- [The task]:
Return the data that follows, keeping every word and mark unchanged.

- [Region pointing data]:
------------------------------------------------------------------------

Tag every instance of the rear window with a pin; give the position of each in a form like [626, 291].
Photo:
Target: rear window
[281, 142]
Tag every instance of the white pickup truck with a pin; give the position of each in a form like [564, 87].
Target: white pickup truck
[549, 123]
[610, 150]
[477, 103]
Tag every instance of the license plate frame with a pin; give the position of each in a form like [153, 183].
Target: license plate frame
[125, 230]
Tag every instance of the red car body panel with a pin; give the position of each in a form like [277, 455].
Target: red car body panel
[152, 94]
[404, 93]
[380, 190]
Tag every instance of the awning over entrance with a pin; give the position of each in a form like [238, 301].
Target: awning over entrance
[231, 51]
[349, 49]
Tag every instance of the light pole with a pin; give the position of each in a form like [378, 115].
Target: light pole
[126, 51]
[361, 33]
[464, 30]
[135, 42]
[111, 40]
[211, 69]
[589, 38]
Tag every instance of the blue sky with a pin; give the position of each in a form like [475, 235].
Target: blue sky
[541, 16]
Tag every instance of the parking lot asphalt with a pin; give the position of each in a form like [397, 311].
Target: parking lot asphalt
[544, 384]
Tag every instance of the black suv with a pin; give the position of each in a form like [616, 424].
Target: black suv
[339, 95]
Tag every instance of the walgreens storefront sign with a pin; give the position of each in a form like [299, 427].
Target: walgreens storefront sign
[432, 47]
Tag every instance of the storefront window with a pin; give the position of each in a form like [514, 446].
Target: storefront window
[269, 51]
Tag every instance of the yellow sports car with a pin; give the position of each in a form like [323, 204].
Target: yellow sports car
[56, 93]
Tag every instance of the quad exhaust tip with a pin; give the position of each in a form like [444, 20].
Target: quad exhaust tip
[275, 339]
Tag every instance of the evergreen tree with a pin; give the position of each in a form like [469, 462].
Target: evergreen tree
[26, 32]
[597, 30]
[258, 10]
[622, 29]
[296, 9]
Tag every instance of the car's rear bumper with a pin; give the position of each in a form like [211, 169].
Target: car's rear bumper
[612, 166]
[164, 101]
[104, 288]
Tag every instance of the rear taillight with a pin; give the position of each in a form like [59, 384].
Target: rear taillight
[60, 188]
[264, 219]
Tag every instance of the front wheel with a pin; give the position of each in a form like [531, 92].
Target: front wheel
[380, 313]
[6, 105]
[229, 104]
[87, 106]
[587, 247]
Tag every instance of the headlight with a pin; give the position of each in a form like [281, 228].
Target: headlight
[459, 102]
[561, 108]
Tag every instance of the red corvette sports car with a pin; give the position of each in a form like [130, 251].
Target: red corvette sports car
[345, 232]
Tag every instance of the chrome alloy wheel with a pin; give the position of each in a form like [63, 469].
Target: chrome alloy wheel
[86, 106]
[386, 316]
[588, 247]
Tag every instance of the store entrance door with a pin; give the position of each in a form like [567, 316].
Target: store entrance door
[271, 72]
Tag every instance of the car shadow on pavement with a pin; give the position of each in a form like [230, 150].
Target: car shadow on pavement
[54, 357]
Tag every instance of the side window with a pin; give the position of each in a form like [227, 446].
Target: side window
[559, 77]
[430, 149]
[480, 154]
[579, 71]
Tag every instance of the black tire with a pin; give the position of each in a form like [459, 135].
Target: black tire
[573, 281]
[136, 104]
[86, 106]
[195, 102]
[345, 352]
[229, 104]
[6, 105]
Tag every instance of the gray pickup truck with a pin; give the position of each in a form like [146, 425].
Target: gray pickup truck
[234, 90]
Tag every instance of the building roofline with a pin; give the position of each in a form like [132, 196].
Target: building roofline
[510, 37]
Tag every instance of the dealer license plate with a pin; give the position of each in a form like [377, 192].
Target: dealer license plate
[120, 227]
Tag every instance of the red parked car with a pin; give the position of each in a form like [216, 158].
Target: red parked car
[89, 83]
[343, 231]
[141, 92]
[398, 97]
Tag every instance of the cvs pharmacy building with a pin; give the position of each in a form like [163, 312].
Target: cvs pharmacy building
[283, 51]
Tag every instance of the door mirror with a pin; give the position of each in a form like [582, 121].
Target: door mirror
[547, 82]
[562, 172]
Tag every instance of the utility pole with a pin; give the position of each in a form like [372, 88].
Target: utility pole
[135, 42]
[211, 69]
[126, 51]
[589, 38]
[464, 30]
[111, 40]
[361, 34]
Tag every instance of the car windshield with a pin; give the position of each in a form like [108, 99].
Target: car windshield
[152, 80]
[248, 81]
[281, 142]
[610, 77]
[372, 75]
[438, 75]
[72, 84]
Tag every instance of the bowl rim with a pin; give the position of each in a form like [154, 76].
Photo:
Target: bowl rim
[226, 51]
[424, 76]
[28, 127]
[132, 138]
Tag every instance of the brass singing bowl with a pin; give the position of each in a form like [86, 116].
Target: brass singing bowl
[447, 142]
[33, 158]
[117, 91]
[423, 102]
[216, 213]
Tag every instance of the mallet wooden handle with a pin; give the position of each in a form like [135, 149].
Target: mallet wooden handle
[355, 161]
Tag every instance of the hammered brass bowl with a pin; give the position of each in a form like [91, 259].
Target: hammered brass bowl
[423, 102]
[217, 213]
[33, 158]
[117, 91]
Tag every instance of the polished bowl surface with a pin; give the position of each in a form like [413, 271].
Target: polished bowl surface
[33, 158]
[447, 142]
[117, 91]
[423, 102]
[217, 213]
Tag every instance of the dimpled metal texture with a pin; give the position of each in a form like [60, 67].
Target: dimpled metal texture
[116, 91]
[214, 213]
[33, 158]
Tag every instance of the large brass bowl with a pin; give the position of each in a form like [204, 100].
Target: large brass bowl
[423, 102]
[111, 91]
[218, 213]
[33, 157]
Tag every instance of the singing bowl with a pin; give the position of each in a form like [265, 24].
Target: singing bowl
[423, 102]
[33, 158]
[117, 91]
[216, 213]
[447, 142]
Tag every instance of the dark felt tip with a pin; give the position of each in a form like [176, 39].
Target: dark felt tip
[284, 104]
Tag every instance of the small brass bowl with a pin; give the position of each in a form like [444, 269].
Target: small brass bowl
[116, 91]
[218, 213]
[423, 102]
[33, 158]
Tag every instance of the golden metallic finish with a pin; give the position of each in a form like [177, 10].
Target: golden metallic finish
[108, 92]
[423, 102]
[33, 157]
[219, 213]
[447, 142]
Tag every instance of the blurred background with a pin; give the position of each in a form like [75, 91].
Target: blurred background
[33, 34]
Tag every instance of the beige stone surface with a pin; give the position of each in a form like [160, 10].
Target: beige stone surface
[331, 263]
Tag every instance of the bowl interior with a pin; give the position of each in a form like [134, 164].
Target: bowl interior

------------------------------------------------------------------------

- [Solution for this task]:
Tag every instance of the rear window with a pin; give the position of each in a form like [626, 291].
Photo:
Target: rear window
[281, 142]
Tag every instance of the white pickup truck with a pin; give the position of each in a form like [564, 87].
Target: white pickup truck
[549, 123]
[610, 150]
[477, 103]
Tag every instance of the license plate frame with a pin; give the position of each in a form like [153, 183].
Target: license plate frame
[125, 230]
Tag every instance of the red car body panel with a pin; give the position of each in a form like [277, 455].
Target: red car body panel
[152, 94]
[404, 93]
[380, 190]
Tag every instance of the awning over entrance with a pin; give the position of each in a form like [238, 301].
Target: awning over entrance
[231, 51]
[349, 49]
Tag every instance of the light pole with a pin; give the position of each in a form like [378, 115].
Target: light pole
[126, 51]
[361, 33]
[464, 30]
[135, 42]
[111, 40]
[211, 69]
[589, 38]
Tag every instance of the blue sky with a pin; give the position of each in a form like [475, 235].
Target: blue sky
[541, 16]
Tag every instance of the parking lot asphalt with a pin; give the position of each in a form like [397, 311].
Target: parking lot asphalt
[544, 384]
Tag every instance of the black suv with a pin; give the position of each in a form like [616, 424].
Target: black suv
[339, 95]
Tag every instance of the walgreens storefront sign with a pin; give the position of each in a form like [299, 427].
Target: walgreens storefront sign
[432, 47]
Tag every instance of the storefront window with a pin; give the position of each in a form like [514, 446].
Target: storefront window
[269, 51]
Tag every instance of the yellow sports car with a pin; give the position of each in a form like [323, 204].
Target: yellow sports car
[56, 93]
Tag every instance of the quad exhaust tip with a pin; give the position of each in a form like [444, 20].
Target: quad exhaust tip
[275, 339]
Tag every instance of the evergreen tree with a pin; give the position of each in a form like [469, 462].
Target: evergreen tree
[26, 32]
[597, 30]
[258, 10]
[622, 29]
[296, 9]
Tag every instance of the car's rear bumper with a pin; give the position of each in a form like [211, 169].
Target: car's rear bumper
[612, 166]
[164, 101]
[104, 288]
Tag every instance of the rear taillight with a pin; give the position of each in a form like [59, 384].
Target: rear taillight
[60, 188]
[264, 219]
Tag every instance of the front wheel with a pin; give the position of each in a form like [531, 92].
Target: front wheel
[380, 313]
[6, 105]
[229, 104]
[87, 106]
[587, 247]
Tag every instance of the headlight with a pin; give the position of each in a form like [281, 228].
Target: headlight
[459, 102]
[561, 108]
Tag every instance of the red corvette sports car with a pin; give the position of each in a form like [130, 251].
Target: red corvette sports car
[345, 232]
Tag every instance of the chrome alloy wheel with a pin; give the position of each in a form like [63, 469].
Target: chrome alloy wheel
[86, 106]
[386, 316]
[588, 247]
Tag every instance of the store entrance door with a pin; give the position of each in a form like [567, 316].
Target: store entrance door
[271, 72]
Tag every instance of the car shadow on pavement with a pin; give the position of each in a form like [230, 150].
Target: car shadow on pavement
[54, 357]
Tag every instance of the side window with a pin; give the position of each in a form like [227, 446].
Target: side window
[559, 77]
[430, 149]
[480, 154]
[579, 71]
Tag every instance of the black tire with a pin; give the position of each in a form like [459, 135].
Target: black tire
[573, 281]
[136, 104]
[86, 106]
[195, 102]
[345, 352]
[229, 104]
[6, 105]
Tag every instance of the gray pickup truck with a pin; give the position of each in a form like [146, 425].
Target: gray pickup truck
[234, 90]
Tag every instance of the building roofline with a pin; give the position of each in a form like [132, 196].
Target: building roofline
[510, 37]
Tag every instance of the dealer license plate with a pin; give the position of each in a form like [377, 192].
Target: dealer license plate
[120, 227]
Tag every instance of the red parked car with a pin; give the position of each in a form like [216, 158].
Target: red parked car
[89, 83]
[343, 231]
[141, 92]
[398, 97]
Tag every instance of the cvs pharmacy building with a pin; give the position of each in a form like [163, 312].
Target: cvs pharmacy building
[283, 51]
Tag every instance of the door mirror with a pin; give the position of each in a form like [582, 121].
Target: door mirror
[547, 82]
[562, 172]
Tag every instance of the utility pole with a pin; give the position of each in a form like [372, 88].
Target: utility pole
[135, 42]
[211, 69]
[126, 51]
[589, 38]
[464, 30]
[111, 40]
[361, 34]
Tag every instance of the car windshield with a pin; give the position of each in a form like [108, 99].
Target: car windshield
[152, 80]
[248, 81]
[281, 142]
[610, 77]
[372, 75]
[438, 75]
[72, 84]
Tag every instance of the bowl rim with a pin; give the position of each in a form like [154, 76].
Photo:
Target: bowl rim
[226, 51]
[424, 76]
[28, 127]
[132, 138]
Tag every instance of the brass singing bowl with a pin; give the position of each in a form like [86, 116].
Target: brass singing bowl
[447, 142]
[33, 158]
[117, 91]
[423, 102]
[216, 213]
Tag every instance of the mallet wooden handle with a pin; give the position of each in a form like [135, 149].
Target: mallet wooden handle
[355, 161]
Tag every instance of the hammered brass bowl with a pin; give the position of each in a form like [91, 259].
Target: hammered brass bowl
[423, 102]
[217, 213]
[33, 158]
[117, 91]
Tag every instance of the polished bowl surface with a pin; give the position of each in a form like [413, 271].
Target: polished bowl surface
[33, 158]
[447, 142]
[117, 91]
[423, 102]
[217, 213]
Tag every instance of the dimpled metal texture with a pin; give the position of each in a form like [60, 67].
Target: dimpled metal texture
[116, 91]
[214, 213]
[33, 158]
Tag every instance of the large brass bowl with a pin; give the position of each in a form like [204, 100].
Target: large brass bowl
[423, 102]
[111, 91]
[218, 213]
[33, 157]
Tag every instance of the singing bowl with a pin; give the position of each in a form like [265, 24].
Target: singing bowl
[423, 102]
[33, 158]
[117, 91]
[216, 213]
[447, 142]
Tag every instance of the dark felt tip with a pin; give the position of each in a form like [176, 39].
Target: dark felt tip
[284, 104]
Tag every instance of the small brass bowl with a pin; give the position of each in a form like [444, 269].
Target: small brass bowl
[116, 91]
[218, 213]
[423, 102]
[33, 158]
Tag every instance of the golden metallic finish with a pin; give the position of each in a form like [177, 10].
Target: golden metallic finish
[108, 92]
[423, 102]
[33, 157]
[219, 213]
[447, 142]
Tag every instance of the blurred background with a pin; give the position of each in a form like [75, 91].
Target: blurred background
[33, 34]
Tag every instance of the beige stone surface with a pin; give the position of each in a form like [160, 10].
Target: beige stone surface
[331, 263]
Tag every instance of the bowl interior with a pin; give the position of each in a form like [134, 164].
Target: bowl interior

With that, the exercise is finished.